Set problem 1 ::
Check three statements, (a), (b) and (c), against the passage on Wagner's Eine Kapitulation below. For each one, answer yes or no and quote the words from the passage that decide it.
(a) Joachim Raff's Vaterland Symphony premiered in 1863.
(b) Brahms composed the Kaisermarsch to honor the proclamation of Wilhelm I as emperor.
(c) Anton von Werner painted Quarters at a Base Outside Paris in 1871.

Selected text ::
- - -

The hypothetical success or failure, in stylistic terms, of Wagner’s attempts either to revive the comedy of Aristophanes or to emulate the opéra bouffe of Offenbach might seem supremely beside the point, if that point is the one usually made about Eine Kapitulation, which is that it exemplifies all the worst features of Wagner’s many-faceted character: tasteless and callous humor, egregious cultural chauvinism, poor judgment, and a complete inability to exercise self-restraint or appropriate self-censorship. Without meaning to defend him against any of those charges, I believe that his essay in Aristophanic satire, however marginal, can provide an interesting window on the composer’s psychology and on the national conflicts of 1870, in which he participated so vigorously, if vicariously. Wagner’s sense of personal victimhood vis-à-vis the French remains the key to his response to the war, and there is no doubt that it was a profoundly exaggerated, even irrational, one. Nonetheless, he knew his “enemy” a great deal better than many flag-waving and saber-rattling German artists or writers of the day. Musical representations of awakening German national feeling normally involved heavy doses of counterpoint, chorale, turgidly serious (and perhaps “descriptively” bellicose) development, and general bombast—whether practiced at the level of Joachim Raff’s Vaterland Symphony (premiered in 1863) or, with more finesse, in Brahms’s neo-Handelian Triumphlied, expressly composed to celebrate the German victory over the French in 1870. Wagner practiced this genre, too (at least for a fee), in the Kaisermarsch composed to honor the proclamation of the Prussian king as Emperor Wilhelm I of Germany early in 1871. (Anton von Werner’s 1894 painting Quarters at a Base Outside Paris in 1871, in which uniformed Prussian officers in muddy boots lounge about a requisitioned salon entertaining themselves and their French hosts with good German lieder, has often been cited as an image of German Kultur imposing its allegedly inward spiritual values in this aggressive vein; see Figure 3.) But among his fellow Germans only Wagner, it is safe to say, would have contemplated a satire of the French on their own cultural ground, by adapting French operetta (however ineptly) to Aristophanic comedy.

- - -

Exercise data ::
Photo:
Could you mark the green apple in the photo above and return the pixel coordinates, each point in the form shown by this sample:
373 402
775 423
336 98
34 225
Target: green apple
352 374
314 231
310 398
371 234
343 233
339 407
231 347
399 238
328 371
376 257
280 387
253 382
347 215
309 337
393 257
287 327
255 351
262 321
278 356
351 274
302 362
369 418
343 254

- - -

Set problem 2 :: Repeat every line of the records above, from the first to the last, with no changes.

Task response 1 ::
(a) Yes: "Joachim Raff’s Vaterland Symphony (premiered in 1863)".
(b) No: "Wagner practiced this genre, too (at least for a fee), in the Kaisermarsch composed to honor the proclamation of the Prussian king as Emperor Wilhelm I of Germany early in 1871".
(c) No: "Anton von Werner’s 1894 painting Quarters at a Base Outside Paris in 1871".

Task response 2 ::
Photo:
Could you mark the green apple in the photo above and return the pixel coordinates, each point in the form shown by this sample:
373 402
775 423
336 98
34 225
Target: green apple
352 374
314 231
310 398
371 234
343 233
339 407
231 347
399 238
328 371
376 257
280 387
253 382
347 215
309 337
393 257
287 327
255 351
262 321
278 356
351 274
302 362
369 418
343 254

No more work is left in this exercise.